--- Task objective ---
Beginning with the line containing "of the worker" and ending with the last line of the entries below, copy each line exactly and nothing else.

(Records from a dataset)

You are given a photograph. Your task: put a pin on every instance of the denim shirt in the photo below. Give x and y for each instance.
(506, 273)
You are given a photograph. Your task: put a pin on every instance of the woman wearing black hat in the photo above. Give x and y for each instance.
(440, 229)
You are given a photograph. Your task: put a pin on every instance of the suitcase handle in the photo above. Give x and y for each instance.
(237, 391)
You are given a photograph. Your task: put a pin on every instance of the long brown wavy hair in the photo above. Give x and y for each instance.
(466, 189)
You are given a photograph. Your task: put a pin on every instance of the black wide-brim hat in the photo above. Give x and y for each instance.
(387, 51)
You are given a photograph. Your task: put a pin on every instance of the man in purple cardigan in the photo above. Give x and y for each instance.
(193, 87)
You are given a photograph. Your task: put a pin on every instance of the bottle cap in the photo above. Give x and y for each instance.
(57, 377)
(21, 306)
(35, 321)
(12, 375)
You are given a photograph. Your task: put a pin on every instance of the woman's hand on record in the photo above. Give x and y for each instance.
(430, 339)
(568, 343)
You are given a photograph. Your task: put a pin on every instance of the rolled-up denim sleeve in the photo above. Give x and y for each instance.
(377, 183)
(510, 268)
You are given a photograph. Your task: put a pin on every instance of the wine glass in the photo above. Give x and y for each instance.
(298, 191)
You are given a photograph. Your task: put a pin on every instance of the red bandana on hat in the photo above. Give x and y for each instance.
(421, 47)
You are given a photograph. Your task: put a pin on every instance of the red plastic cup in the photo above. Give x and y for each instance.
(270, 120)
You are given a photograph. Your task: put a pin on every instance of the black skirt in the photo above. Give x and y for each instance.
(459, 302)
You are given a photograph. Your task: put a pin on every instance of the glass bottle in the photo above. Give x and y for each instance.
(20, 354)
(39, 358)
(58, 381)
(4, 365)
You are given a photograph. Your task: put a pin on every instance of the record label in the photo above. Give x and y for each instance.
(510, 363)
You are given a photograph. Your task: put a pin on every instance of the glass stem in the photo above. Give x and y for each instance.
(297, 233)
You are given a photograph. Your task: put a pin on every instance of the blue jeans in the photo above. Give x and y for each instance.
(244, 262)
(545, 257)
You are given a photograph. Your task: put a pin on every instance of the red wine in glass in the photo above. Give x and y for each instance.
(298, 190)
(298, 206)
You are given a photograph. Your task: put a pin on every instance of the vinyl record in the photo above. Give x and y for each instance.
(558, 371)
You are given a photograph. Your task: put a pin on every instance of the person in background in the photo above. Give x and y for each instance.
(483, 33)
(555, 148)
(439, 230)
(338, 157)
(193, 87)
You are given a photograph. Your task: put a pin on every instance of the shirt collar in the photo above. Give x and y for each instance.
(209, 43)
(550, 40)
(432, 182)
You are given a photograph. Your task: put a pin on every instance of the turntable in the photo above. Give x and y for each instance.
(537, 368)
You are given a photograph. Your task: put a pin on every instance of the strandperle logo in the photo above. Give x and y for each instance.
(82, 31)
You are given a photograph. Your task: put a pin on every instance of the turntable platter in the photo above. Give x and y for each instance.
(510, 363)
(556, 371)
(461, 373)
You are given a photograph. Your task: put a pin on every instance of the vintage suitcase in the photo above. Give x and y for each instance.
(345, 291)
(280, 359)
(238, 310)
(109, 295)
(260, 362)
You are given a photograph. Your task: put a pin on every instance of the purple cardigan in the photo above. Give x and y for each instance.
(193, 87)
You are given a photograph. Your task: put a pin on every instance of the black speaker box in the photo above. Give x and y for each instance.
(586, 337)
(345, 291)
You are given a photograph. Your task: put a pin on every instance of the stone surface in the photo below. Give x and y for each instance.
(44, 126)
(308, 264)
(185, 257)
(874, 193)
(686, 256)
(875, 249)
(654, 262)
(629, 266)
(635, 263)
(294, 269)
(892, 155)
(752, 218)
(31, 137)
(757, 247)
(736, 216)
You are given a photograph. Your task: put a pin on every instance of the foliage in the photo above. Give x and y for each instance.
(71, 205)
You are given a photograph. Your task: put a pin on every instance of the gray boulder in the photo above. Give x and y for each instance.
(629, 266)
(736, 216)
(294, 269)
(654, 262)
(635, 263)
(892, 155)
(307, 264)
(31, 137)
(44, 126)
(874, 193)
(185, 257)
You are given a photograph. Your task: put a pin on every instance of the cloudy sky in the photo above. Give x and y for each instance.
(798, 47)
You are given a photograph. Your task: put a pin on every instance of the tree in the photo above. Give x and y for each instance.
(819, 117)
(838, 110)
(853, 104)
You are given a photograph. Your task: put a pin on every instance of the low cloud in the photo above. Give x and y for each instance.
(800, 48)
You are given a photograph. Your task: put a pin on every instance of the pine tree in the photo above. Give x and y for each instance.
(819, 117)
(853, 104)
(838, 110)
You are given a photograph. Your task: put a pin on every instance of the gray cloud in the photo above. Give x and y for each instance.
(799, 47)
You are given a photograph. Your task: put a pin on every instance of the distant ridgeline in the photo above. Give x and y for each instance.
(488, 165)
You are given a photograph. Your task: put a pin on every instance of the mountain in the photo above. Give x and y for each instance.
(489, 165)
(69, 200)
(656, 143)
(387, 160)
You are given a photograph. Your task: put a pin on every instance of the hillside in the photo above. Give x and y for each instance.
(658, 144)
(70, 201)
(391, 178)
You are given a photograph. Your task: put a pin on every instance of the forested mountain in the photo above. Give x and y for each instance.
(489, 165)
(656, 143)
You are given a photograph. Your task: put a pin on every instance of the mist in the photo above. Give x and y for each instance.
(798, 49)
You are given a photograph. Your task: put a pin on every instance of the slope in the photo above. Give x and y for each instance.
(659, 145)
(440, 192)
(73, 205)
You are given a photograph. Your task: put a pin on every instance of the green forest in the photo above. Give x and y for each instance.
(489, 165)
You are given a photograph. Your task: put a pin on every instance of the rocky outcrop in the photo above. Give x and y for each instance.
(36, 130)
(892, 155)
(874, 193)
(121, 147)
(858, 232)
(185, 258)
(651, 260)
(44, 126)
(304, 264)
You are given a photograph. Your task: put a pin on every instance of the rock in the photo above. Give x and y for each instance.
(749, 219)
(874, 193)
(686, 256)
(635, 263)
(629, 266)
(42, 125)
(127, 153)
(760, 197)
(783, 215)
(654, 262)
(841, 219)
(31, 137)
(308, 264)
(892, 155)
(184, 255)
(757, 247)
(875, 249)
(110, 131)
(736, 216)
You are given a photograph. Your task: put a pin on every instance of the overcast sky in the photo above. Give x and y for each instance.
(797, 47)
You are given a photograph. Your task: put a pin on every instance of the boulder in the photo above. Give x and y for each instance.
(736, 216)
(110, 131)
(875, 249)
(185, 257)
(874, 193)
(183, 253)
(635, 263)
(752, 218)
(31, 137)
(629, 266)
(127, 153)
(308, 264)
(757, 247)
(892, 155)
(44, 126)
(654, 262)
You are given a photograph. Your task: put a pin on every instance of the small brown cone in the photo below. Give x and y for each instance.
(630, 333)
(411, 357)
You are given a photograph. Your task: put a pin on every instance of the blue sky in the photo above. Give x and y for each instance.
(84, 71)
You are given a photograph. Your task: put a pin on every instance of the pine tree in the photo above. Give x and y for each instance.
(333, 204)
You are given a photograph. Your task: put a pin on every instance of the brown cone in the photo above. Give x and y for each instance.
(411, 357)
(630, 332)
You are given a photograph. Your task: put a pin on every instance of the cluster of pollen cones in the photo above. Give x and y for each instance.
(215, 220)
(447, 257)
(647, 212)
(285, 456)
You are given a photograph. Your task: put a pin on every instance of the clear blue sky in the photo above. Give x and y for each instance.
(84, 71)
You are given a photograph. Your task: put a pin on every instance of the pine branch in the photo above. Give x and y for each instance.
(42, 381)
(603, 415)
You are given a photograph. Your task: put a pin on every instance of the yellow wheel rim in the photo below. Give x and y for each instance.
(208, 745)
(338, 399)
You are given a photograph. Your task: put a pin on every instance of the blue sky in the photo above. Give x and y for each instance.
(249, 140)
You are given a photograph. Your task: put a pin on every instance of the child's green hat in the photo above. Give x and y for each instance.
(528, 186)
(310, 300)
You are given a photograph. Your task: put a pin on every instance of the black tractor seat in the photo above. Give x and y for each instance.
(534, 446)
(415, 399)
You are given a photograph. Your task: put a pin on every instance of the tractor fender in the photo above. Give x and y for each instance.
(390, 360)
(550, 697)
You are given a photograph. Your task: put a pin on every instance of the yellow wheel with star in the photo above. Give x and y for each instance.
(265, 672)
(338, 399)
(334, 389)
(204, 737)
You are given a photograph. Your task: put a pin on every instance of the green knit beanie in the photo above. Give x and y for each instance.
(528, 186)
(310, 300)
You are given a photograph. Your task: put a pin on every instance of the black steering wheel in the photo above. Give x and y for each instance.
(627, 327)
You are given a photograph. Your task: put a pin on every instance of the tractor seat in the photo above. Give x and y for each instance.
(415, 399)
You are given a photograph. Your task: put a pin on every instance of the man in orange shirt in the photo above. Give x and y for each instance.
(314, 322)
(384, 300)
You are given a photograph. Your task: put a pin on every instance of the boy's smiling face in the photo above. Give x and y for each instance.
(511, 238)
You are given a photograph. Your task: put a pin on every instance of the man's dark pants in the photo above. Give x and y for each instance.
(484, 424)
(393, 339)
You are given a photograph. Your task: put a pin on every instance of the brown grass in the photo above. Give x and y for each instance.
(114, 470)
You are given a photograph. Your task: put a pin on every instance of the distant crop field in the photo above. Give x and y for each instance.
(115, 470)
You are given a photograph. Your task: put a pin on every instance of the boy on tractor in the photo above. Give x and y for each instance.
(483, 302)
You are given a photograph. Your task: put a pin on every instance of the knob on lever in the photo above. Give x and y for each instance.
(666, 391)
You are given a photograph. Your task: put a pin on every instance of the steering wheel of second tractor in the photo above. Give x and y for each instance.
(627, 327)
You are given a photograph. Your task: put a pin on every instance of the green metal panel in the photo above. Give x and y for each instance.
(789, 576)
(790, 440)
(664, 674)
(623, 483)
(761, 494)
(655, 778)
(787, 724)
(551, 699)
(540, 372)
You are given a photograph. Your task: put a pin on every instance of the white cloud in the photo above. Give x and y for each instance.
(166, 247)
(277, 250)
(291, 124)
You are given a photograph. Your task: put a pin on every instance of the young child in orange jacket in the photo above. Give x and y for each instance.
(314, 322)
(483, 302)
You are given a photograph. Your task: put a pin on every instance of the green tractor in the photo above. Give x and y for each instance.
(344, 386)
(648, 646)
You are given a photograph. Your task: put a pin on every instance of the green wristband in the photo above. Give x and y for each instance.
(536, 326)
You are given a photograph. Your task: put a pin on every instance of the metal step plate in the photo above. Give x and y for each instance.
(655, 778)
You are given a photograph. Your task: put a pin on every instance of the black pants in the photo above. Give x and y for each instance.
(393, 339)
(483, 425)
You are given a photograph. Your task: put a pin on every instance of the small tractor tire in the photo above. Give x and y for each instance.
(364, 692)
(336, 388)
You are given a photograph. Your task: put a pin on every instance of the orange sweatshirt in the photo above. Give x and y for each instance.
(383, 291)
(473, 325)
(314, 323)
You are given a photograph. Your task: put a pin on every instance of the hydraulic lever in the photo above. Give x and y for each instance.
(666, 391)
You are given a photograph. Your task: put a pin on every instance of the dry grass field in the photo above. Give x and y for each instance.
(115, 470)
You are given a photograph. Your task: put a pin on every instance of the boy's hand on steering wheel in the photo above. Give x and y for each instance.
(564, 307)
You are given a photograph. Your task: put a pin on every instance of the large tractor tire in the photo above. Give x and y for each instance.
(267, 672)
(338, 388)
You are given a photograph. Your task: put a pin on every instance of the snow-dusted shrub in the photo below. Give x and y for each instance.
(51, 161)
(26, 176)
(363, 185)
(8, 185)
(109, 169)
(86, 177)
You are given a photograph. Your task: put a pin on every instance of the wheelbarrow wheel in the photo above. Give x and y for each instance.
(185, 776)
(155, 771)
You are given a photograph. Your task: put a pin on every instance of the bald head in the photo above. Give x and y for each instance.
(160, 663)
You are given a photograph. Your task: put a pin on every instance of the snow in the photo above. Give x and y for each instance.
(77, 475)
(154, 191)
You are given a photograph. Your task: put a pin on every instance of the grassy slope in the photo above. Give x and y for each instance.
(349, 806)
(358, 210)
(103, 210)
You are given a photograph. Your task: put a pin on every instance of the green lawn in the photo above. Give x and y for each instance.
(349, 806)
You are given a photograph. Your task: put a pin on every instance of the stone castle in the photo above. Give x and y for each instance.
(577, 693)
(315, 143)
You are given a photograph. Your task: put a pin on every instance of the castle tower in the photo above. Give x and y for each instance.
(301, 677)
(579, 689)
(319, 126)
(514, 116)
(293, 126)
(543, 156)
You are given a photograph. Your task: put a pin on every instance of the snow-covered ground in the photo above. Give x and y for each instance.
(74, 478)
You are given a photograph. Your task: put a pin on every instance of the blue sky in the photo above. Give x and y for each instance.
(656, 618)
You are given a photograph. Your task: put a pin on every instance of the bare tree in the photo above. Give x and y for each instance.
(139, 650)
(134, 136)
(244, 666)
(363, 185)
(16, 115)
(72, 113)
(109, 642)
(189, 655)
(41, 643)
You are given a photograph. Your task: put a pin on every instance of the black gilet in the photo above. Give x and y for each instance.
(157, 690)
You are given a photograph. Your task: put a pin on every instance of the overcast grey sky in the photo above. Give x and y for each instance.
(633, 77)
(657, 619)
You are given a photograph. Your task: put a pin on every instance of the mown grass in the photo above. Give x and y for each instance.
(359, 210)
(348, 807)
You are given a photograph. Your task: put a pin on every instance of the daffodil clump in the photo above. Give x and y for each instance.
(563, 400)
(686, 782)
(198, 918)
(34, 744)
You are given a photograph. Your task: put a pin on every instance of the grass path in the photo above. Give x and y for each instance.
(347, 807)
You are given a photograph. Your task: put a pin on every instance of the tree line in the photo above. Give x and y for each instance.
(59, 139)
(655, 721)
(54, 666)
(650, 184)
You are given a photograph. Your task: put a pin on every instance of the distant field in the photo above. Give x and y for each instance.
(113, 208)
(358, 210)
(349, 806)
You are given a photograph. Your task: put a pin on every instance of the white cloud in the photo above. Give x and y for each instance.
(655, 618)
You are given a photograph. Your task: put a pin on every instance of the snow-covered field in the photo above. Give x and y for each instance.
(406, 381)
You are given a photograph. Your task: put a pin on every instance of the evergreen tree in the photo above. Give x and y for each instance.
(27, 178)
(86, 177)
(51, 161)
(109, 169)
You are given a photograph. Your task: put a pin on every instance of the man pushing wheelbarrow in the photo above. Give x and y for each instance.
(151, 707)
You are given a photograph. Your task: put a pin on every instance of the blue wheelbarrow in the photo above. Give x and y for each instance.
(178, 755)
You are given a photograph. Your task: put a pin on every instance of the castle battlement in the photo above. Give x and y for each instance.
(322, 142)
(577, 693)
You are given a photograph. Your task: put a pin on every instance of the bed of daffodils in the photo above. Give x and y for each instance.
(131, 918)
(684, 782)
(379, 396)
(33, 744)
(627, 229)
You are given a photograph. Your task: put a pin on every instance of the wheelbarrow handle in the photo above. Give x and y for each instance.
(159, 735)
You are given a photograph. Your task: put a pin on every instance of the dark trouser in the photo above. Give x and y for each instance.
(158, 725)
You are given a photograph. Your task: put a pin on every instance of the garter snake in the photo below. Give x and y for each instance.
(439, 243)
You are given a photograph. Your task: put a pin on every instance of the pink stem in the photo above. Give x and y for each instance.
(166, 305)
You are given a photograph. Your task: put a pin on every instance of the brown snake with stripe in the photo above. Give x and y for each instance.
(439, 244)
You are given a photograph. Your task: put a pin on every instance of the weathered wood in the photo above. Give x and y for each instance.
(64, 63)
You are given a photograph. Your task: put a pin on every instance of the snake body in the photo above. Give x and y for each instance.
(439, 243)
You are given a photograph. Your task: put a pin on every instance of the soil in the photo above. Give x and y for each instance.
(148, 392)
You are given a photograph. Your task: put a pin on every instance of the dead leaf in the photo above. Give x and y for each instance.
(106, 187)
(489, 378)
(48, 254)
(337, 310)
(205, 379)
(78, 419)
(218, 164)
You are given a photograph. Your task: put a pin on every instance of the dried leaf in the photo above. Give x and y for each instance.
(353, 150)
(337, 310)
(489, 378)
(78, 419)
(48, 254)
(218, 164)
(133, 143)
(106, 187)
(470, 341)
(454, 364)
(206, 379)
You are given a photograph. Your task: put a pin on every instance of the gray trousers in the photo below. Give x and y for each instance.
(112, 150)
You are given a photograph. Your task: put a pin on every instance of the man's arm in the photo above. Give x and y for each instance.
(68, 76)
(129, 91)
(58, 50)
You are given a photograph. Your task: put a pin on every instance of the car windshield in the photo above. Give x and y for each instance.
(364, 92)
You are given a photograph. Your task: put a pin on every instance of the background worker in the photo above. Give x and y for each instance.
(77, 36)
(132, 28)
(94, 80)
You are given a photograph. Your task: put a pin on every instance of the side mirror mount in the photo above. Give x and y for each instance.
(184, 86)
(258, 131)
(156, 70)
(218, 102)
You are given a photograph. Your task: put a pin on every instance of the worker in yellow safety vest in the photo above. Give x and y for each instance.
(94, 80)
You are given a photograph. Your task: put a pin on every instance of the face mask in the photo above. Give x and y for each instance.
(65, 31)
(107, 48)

--- Response ---
You are given a photograph. Your task: put a pin on every instance of the worker in yellow safety vest in the photo above. Give x and y for each instance.
(94, 80)
You are given a photograph. Your task: put a pin on every instance of the face mask in the photo above. Give x and y for each instance.
(65, 31)
(107, 48)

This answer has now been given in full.